TEXT EXCERPT:
#####

Pseudectatomma is an extinct genus of ants in the formicid subfamily Ectatomminae described from fossils found in Europe. The genus contains two species dating from the Eocene, Pseudectatomma eocenica and Pseudectatomma striatula.

== History and classification ==
When described, Pseudectatomma was known from four fossil insects which are compression-impression fossils preserved in layers of soft sedimentary rock. Along with other well preserved insect fossils, the Pseudectatomma specimens were collected from layers of the Lutetian Messel pit World Heritage Site. The formation is composed of brown coals, oil shales, and bituminous shale, which preserved numerous insects, fish, birds, reptiles, and terrestrial mammals as a notable lagerstätten. The area is a preserved maar lake which initially formed approximately 47 million years ago as the result of volcanic explosions.

#####

DATA EXCERPTS:
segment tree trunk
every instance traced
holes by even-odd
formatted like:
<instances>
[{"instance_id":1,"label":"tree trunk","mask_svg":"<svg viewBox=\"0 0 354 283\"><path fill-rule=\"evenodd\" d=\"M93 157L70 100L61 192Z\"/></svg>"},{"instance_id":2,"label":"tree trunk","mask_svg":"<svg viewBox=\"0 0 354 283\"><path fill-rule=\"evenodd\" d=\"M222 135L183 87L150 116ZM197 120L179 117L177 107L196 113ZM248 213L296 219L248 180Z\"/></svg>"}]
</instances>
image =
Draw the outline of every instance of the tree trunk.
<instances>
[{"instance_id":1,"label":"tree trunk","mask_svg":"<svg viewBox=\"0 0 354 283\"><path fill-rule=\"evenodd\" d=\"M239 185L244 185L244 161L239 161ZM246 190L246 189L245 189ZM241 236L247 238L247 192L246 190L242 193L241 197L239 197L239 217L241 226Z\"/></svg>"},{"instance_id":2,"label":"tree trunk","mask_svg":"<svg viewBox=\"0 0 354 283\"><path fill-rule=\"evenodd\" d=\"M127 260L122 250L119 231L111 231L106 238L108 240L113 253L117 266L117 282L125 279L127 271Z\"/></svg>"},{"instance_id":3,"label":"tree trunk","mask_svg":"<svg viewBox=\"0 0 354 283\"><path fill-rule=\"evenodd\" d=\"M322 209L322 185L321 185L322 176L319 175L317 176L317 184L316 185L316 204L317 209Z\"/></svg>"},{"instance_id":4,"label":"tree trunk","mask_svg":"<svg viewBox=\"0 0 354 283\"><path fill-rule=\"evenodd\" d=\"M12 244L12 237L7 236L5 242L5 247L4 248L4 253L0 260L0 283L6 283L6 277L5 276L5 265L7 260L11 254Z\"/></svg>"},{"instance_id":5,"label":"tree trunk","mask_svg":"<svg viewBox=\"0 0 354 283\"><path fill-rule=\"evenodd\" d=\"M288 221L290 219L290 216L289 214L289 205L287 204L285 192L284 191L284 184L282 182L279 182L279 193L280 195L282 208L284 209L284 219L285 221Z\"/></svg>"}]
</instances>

#####

EXERCISE SET:
a. According to the text about Pseudectatomma, which two species does the genus contain?
b. Based on the text about Pseudectatomma, explain how the Messel pit area first came to exist.
c. Carry on the text about Pseudectatomma from where it stops.
None of the data above is needed here.

ANSWERS TO EACH TASK:
a. Pseudectatomma eocenica and Pseudectatomma striatula.

b. The area is a preserved maar lake. It first formed about 47 million years ago as a result of volcanic explosions.

c.
At the time of description, the holotype and paratype specimens were preserved in the Senckenberg Research Station Messel fossil collections. The fossils were described by Gennady Dlussky and Sonja Wedmann in a 2012 paper on the poneromorph ants of Messel, with the genus and both species named in it. The genus name is a combination of the ant genus Ectatomma and the Greek word pseudo, meaning false. The specific epithet "eocenica" is derived from the Eocene age of the fossil, while the name "striatula" is based on the Latin striatulus, meaning "marked by parallel lines".

==Description==
In both species the pronotum has an upper front surface that is rounded and not angular, lacking a tooth. The petiole is node shaped, separating it from the extinct genus Electroponera that has a much more angular petiole. The rear side of the metatibiae do not have a median tooth, as seen in modern Ectatomminae genera. The gaster is different from the modern Gnamptogenys and Rhytidoponera in that the trapezoid shaped second segment is not notably rounded as in the modern genera.

==Species==
As of 2024, Pseudectatomma contains two valid species, both of which are extinct.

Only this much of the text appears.